---- Text section
What's with Sableye?

Yes but they are not independant variables. What you said would be assuming you would be considering that drawing a card would have no effect on the next card that you drew.


I know 98% sounds absurd but it is true. Its much like the birthday problem that sounds crazy. If there are 25 people in the same room there is roughly a 50% chance that 2 people will share the same birthday. It sounds crazy but it is true. If you need me to explain that I will too.
 
52 Cards. Alright that is a given. Yet to simplify this wouldn't it make more sense to water this down to a deck of cards? So take a deck of playing cards. Then set aside 1 of them (remember that you set aside one for the Wager.) Shuffle your current hand into your deck and draw 6 cards. What are your chances of grabbing and Ace and a King? Less than 98%? I thought so.

Also,you don't get to evolve until next turn anyways. So wouldn't it just make more sense to play a viable draw supporter and bolster your chances?
 
So after you draw that first card the percent goes up around 1.5%, and goes up from there, but it still doesn't make it 98% of the time. I know they are not independent variables, but you understand what I'm getting at. Each card draw depends on the card you drew before, but it is so much simpler to just count from the starting point rather then compute each varied draw. Also, don't forget what Benjamin Disraeli said, "There are three kinds of lies: lies, damned lies, and statistics.". So skew whatever you want from information you want, it still a matter of interpretation.
--------
▶ _Aim 1_
Answer these questions about the Sableye thread:
(a) In the birthday problem example, how many people are in the room?
(b) After shuffling the hand back into the deck, how many cards does the playing-card version say to draw?
(c) Who is quoted about "three kinds of lies"?
▶ _Aim 2_
Rewrite the paragraph of the Sableye thread that begins "52 Cards. Alright that is a given" as a short list, keeping its main points.
Answer using only the Sableye thread.
---- Provided data
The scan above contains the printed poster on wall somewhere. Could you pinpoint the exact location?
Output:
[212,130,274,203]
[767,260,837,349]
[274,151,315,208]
--------
▶ _Correct output 1_
(a) 25
(b) 6
(c) Benjamin Disraeli

▶ _Correct output 2_
- The 52 cards are a given, but the problem can be simplified to a deck of playing cards.
- Set aside 1 card, standing in for the one set aside for the Wager.
- Shuffle your current hand into the deck and draw 6 cards.
- The chance of getting an Ace and a King is less than 98%.